→ **Tarefa proposta A**: As afirmações seguintes concordam com o texto sobre Jerusalém? (i) Ciro libertou os judeus exilados em Babilónia. (ii) Todos os judeus exilados regressaram a Jerusalém. (iii) A consagração do Segundo Templo incluiu o sacrifício de 100 touros. Responda sim ou não a cada uma e cite as palavras do texto que o decidem.
→ **Tarefa proposta B**: Reproduza, sem alterações, o trecho do texto sobre Jerusalém de "Os que regressaram" a "ao Mar Cáspio.".

→ **Texto para ler**:
● ● ● ● ● ● ●
Mais uma reviravolta no instável tabuleiro geopolítico do Médio Oriente: o rei persa Ciro derrota o rei babilónio Nabonido. Ao contrário dos assírios e babilónios, que alicerçavam os seus impérios exclusivamente na opressão e no terror, Ciro oferece tolerância religiosa como contrapartida da aceitação do domínio político. Assim, liberta os judeus exilados em Babilónia e autoriza-os a regressar a Jerusalém e reconstruir o Templo e compromete-se a respeitar os seus direitos e leis. Não é de admirar que Ciro goze de excelente reputação entre os judeus, mas seria um erro clamoroso vê-lo como um monarca bondoso e tolerante: quando foi morto em 530 a.C., quando pretendia anexar ao seu império o território dos Massagetas (actual Cazaquistão), o líder massageta Tomiris cortou-lhe a cabeça e guardou-a num recipiente cheio de sangue, como se dissesse “aí tens com que saciar a tua sede pelos territórios dos outros povos”.
Nem todos os judeus exilados regressaram a Jerusalém: os que ficaram em Babilónia formaram uma comunidade tão sólida e influente que resistiu às constantes mudanças políticas e religiosas da região e que constituiu “até à invasão mongol, […] um centro de cultura e poder judaico quase tão importante como Jerusalém” (Montefiore).
516 a.C.
Os que regressaram a Jerusalém fizeram-no em várias levas – uma delas foi liderada por Zorobabel, neto do último rei de Judá e nascido na Babilónia (é isso mesmo que o nome “Zorobabel” significa). É ele que, em 516 a.C., no reinado do imperador persa Dario I, empreende a construção do Segundo Templo – a sua consagração, no ano seguinte envolveu o sacrifício de 100 touros, 200 carneiros e 400 cordeiros, mas a imponência destas cerimónias não oculta a realidade: o novo templo era uma pálida amostra do anterior e Jerusalém continuava a ser uma cidade em ruínas e semi-despovoada.
Quaisquer melhoras que possa ter registado são anuladas em 350 a.C., quando a cidade se rebela contra o domínio persa e Artaxerxes III a toma de assalto e incendeia e procede à deportação dos revoltosos, desta vez para as remotas estepes da Hircânia, junto ao Mar Cáspio.
332 a.C.
Um rapaz macedónio, com apenas 24 anos de idade mas ambição e determinação ilimitados, obtém, sem grande esforço, a rendição de Jerusalém. Alexandre III está empenhado em apoderar-se de todo o império de Dario III, o que inclui o Egipto – e é no caminho para o Egipto que entra em Jerusalém. Mas, tal como Ciro, pouco impõe aos judeus para lá do domínio político, e logo parte para Oriente, na peugada de Dario III e dos seus sonhos de glória.
● ● ● ● ● ● ●
→ **Material fornecido**:
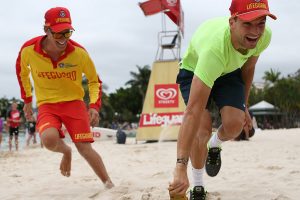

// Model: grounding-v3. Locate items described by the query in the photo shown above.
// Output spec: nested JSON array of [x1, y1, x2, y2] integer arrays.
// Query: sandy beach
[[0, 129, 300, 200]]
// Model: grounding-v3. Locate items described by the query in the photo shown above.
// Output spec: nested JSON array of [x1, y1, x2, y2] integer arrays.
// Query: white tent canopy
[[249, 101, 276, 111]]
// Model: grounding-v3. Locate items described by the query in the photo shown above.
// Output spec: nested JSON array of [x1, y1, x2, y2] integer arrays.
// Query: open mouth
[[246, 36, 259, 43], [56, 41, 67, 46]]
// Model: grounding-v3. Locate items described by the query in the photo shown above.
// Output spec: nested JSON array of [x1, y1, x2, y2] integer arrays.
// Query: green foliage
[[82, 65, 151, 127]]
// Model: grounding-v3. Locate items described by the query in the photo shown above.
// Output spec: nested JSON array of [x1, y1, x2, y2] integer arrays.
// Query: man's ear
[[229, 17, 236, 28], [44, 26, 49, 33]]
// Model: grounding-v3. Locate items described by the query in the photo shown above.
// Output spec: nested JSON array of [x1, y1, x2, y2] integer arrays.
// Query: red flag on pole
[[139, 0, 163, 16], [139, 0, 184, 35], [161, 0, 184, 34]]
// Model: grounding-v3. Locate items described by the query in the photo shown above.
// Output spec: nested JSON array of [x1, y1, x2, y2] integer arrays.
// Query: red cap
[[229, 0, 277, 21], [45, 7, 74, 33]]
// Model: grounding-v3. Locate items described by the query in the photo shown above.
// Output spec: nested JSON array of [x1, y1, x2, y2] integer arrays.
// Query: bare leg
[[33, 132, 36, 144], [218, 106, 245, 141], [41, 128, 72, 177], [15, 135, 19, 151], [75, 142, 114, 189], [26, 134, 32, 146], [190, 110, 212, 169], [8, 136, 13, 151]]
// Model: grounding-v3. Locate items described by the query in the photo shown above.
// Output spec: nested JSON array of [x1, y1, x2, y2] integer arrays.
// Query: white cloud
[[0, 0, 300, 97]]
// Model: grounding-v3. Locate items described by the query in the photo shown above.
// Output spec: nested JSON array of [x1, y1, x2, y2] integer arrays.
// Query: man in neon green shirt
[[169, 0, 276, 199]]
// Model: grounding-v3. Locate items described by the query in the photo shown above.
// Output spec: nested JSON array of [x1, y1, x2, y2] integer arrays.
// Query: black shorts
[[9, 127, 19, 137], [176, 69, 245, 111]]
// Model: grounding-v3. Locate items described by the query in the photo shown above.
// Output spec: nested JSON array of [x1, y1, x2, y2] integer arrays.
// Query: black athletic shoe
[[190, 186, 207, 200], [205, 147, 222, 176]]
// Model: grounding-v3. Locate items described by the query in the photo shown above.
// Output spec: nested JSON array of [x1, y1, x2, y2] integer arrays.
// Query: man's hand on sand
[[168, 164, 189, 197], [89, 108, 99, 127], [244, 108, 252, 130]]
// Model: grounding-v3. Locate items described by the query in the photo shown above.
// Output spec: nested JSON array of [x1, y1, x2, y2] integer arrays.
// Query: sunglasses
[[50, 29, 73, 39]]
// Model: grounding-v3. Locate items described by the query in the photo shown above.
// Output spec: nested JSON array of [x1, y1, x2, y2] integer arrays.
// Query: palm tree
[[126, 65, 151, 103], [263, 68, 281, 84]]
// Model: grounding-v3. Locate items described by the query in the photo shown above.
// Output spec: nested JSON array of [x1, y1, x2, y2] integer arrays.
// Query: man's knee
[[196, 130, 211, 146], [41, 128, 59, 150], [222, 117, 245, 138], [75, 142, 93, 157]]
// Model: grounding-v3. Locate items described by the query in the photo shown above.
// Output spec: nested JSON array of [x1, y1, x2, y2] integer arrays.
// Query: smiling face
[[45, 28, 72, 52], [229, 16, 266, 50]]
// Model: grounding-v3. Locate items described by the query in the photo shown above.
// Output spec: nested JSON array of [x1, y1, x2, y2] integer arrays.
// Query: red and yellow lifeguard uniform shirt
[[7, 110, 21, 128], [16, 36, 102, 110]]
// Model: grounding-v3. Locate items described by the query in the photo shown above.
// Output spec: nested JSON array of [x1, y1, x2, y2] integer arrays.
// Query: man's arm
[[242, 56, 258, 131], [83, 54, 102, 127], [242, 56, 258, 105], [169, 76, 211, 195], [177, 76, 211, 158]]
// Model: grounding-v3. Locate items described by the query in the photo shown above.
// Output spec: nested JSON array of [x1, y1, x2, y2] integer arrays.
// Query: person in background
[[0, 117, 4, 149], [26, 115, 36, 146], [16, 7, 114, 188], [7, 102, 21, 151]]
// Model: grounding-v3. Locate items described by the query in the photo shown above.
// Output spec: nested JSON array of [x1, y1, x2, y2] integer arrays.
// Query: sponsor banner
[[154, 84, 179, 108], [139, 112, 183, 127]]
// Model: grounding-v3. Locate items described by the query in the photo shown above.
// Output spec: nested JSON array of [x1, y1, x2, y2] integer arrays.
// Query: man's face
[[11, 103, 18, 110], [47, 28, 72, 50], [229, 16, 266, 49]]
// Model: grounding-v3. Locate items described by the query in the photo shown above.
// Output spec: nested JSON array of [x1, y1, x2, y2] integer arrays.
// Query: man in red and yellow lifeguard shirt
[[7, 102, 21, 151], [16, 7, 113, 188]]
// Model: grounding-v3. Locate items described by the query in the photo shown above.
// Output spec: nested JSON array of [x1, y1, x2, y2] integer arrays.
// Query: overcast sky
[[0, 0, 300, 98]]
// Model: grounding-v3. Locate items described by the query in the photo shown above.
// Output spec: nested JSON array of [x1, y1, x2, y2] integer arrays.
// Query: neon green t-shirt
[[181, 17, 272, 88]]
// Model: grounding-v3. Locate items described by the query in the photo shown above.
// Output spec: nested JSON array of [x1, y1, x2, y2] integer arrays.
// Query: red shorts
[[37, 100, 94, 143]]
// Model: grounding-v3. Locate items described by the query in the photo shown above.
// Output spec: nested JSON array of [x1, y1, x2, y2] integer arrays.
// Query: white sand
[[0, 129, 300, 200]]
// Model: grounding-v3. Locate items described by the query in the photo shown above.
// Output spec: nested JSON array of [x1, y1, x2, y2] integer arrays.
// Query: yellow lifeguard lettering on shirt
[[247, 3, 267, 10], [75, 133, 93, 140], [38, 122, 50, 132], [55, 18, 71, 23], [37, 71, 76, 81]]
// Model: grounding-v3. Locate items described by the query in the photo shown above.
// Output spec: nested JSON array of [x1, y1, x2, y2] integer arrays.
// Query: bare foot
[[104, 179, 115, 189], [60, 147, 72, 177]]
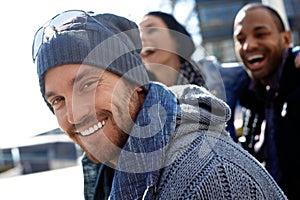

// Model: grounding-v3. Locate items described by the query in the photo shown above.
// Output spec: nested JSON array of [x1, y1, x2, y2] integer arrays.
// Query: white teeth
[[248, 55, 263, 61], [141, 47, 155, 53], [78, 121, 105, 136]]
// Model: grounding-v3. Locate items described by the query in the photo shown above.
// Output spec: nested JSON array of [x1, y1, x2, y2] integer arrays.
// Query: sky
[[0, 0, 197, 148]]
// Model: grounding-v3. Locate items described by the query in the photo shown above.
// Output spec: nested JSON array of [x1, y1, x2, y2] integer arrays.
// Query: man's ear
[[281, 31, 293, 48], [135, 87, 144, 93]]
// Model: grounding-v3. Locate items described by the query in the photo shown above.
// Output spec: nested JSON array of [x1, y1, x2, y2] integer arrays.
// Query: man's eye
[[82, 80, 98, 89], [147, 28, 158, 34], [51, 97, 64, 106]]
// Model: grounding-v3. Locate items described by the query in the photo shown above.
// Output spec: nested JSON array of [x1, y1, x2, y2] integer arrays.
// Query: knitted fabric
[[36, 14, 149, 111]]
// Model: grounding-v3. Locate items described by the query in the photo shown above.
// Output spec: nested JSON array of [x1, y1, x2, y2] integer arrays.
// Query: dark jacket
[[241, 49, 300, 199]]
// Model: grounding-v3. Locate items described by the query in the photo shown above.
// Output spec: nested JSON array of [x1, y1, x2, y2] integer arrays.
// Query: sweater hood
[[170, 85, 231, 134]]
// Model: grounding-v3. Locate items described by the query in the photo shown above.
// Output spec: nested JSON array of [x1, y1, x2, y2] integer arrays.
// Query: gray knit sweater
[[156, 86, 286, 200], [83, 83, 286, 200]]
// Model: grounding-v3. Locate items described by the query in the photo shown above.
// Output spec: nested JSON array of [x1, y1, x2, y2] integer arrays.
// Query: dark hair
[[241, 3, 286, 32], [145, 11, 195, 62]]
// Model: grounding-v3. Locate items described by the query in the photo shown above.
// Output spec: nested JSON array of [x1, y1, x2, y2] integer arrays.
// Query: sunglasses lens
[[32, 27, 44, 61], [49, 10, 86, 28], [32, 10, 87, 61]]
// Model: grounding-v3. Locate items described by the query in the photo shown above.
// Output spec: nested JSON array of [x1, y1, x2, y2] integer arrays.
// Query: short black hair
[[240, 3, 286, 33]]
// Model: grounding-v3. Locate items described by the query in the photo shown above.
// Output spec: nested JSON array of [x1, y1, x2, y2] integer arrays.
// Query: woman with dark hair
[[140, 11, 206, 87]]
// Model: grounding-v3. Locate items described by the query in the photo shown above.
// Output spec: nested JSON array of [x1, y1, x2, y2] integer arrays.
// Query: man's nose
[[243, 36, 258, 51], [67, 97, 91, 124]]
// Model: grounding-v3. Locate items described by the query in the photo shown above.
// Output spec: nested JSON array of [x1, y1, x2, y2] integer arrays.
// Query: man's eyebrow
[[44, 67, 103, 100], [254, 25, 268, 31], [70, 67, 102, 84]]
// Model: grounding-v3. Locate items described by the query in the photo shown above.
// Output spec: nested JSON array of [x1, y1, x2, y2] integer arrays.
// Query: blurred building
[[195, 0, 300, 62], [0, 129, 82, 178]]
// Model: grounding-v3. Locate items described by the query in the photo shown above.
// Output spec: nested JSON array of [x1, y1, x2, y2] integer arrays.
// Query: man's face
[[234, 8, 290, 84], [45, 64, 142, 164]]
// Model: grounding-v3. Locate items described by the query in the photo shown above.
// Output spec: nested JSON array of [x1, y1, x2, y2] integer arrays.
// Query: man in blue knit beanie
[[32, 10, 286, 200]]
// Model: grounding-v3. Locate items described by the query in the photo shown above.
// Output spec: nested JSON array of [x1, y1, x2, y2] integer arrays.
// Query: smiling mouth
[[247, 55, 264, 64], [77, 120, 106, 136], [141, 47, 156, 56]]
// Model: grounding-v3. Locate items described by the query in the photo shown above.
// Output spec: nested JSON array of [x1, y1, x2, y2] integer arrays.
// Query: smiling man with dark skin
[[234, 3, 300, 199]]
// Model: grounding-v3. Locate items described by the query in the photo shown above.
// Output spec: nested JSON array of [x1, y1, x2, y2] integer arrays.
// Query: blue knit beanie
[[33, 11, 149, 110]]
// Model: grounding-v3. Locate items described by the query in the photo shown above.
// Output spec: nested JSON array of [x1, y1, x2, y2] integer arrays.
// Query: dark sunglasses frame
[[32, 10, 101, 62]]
● ● ● ● ● ● ●
→ **Resposta à tarefa A**:
(i) Sim: "liberta os judeus exilados em Babilónia"
(ii) Não: "Nem todos os judeus exilados regressaram a Jerusalém"
(iii) Sim: "envolveu o sacrifício de 100 touros, 200 carneiros e 400 cordeiros"

→ **Resposta à tarefa B**:
Os que regressaram a Jerusalém fizeram-no em várias levas – uma delas foi liderada por Zorobabel, neto do último rei de Judá e nascido na Babilónia (é isso mesmo que o nome “Zorobabel” significa). É ele que, em 516 a.C., no reinado do imperador persa Dario I, empreende a construção do Segundo Templo – a sua consagração, no ano seguinte envolveu o sacrifício de 100 touros, 200 carneiros e 400 cordeiros, mas a imponência destas cerimónias não oculta a realidade: o novo templo era uma pálida amostra do anterior e Jerusalém continuava a ser uma cidade em ruínas e semi-despovoada.
Quaisquer melhoras que possa ter registado são anuladas em 350 a.C., quando a cidade se rebela contra o domínio persa e Artaxerxes III a toma de assalto e incendeia e procede à deportação dos revoltosos, desta vez para as remotas estepes da Hircânia, junto ao Mar Cáspio.